WHAT YOU WILL DO: Starting at the line that contains "Flag the black", output each line through the end of the data exactly, and nothing more.

++++ THE RECORDS

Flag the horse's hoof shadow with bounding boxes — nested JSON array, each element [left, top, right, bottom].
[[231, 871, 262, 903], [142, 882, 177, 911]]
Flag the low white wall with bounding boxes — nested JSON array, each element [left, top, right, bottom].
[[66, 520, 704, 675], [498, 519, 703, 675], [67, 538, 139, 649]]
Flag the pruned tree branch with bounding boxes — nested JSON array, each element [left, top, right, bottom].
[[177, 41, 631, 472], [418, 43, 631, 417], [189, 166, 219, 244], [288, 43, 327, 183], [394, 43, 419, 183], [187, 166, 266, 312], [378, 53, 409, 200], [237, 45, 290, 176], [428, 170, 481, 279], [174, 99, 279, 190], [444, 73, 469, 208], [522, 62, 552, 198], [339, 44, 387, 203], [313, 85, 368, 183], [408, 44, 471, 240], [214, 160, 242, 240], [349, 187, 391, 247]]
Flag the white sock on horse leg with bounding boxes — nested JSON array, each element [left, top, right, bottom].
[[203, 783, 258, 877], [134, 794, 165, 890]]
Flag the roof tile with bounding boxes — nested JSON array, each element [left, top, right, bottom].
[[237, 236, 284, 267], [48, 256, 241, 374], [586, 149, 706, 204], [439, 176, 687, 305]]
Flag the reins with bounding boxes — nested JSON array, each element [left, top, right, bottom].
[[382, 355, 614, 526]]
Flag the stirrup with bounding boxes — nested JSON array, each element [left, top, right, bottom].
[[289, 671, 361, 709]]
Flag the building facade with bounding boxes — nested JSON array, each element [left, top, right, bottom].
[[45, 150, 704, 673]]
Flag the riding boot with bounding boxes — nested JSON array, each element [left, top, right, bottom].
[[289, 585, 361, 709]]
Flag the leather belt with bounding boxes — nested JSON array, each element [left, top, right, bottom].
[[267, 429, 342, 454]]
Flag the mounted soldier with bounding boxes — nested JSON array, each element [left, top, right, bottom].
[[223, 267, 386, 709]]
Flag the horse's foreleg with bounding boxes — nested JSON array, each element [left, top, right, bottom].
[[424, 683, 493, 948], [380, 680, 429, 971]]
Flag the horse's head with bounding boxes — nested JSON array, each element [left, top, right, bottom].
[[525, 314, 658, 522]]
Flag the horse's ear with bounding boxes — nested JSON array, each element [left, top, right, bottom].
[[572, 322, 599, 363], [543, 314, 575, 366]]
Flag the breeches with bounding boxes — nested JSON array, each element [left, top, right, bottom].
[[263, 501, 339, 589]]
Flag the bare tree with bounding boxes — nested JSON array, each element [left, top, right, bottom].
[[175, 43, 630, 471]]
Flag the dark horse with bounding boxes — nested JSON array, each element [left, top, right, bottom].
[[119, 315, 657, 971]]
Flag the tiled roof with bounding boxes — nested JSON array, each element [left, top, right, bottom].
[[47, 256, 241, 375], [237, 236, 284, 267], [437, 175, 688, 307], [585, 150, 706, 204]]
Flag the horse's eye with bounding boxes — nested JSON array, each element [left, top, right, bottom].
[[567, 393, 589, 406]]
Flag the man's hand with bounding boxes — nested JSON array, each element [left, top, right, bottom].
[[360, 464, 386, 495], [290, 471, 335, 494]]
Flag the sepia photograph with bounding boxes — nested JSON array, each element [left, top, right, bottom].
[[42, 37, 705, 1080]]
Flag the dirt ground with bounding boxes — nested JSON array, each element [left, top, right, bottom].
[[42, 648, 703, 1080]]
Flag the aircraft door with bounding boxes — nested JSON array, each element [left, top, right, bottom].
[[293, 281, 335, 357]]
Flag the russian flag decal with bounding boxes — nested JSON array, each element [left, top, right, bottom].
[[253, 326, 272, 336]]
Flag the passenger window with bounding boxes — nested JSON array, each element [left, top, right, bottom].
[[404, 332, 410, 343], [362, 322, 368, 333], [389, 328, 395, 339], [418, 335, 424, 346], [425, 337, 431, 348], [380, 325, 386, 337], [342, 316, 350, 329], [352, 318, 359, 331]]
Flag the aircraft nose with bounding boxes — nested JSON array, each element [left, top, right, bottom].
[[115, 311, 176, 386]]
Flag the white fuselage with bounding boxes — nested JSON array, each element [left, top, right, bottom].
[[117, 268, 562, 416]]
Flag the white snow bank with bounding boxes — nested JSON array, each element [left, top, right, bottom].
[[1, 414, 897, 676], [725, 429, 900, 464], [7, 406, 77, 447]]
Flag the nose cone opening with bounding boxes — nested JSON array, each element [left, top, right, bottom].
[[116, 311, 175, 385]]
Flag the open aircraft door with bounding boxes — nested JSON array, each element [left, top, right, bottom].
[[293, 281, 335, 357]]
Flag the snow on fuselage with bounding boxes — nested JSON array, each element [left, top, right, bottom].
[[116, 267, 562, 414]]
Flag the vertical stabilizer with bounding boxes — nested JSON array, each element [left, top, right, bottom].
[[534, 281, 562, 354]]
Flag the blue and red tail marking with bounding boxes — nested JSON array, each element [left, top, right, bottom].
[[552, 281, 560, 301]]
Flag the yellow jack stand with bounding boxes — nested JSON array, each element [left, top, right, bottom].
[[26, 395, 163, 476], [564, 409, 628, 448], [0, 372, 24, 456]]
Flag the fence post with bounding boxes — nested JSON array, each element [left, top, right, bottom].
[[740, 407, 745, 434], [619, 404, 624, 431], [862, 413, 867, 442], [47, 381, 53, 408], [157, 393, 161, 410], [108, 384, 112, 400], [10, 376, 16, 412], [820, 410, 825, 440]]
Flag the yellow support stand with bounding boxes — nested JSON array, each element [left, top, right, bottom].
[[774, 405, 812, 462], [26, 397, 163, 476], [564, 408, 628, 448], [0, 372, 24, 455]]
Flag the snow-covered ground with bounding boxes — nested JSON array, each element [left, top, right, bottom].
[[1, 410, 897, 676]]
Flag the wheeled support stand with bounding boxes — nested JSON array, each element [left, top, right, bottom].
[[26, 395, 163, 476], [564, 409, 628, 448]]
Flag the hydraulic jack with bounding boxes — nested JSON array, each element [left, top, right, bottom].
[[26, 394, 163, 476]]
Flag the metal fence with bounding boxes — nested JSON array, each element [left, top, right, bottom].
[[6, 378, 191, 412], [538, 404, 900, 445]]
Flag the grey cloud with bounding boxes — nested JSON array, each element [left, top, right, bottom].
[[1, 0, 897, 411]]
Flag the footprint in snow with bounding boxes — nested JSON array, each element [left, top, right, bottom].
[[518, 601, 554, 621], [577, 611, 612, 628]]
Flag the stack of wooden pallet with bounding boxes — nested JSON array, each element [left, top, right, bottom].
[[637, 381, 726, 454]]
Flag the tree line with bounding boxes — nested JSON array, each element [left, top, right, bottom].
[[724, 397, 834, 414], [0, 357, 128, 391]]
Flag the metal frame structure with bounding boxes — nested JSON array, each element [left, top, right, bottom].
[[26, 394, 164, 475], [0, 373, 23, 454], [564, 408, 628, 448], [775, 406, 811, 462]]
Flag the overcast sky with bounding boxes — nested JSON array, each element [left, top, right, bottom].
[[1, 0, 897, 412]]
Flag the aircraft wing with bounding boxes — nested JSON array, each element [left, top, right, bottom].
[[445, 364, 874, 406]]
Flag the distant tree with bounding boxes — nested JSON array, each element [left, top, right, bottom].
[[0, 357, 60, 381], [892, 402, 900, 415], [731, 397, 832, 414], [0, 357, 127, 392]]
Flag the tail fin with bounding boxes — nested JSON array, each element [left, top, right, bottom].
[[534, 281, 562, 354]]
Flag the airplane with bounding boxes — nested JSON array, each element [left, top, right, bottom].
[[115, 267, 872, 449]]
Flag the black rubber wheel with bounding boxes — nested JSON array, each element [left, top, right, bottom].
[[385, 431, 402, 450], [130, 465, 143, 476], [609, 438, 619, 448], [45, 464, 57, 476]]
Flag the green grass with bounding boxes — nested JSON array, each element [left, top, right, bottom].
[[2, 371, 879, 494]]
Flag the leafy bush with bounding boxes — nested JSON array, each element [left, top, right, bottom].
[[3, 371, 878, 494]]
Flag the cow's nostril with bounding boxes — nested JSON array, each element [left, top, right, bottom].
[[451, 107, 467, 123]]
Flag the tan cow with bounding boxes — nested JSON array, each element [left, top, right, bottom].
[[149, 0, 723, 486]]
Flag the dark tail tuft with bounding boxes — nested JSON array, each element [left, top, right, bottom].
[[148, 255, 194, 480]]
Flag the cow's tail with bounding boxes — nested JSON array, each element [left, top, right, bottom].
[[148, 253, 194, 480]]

++++++++

RESPONSE TO THE EXERCISE:
Flag the black rubber wheel with bounding boxes — nested JSON array, each element [left, top, right, bottom].
[[385, 431, 402, 450], [130, 465, 143, 476], [609, 438, 619, 448], [45, 464, 57, 476]]
Flag the green grass with bounding boxes — nested JSON array, each element [left, top, right, bottom].
[[2, 371, 879, 494]]
Flag the leafy bush with bounding boxes — nested JSON array, each element [left, top, right, bottom].
[[3, 371, 878, 494]]
Flag the cow's nostril with bounding boxes — nested JSON array, each element [left, top, right, bottom].
[[451, 107, 467, 123]]
Flag the tan cow with bounding boxes — nested JSON array, each element [left, top, right, bottom].
[[149, 0, 723, 486]]
Flag the dark tail tuft with bounding boxes — nested JSON array, each element [left, top, right, bottom].
[[148, 255, 194, 480]]
Flag the cow's tail with bounding boxes — nested JSON array, each element [left, top, right, bottom].
[[148, 253, 194, 480]]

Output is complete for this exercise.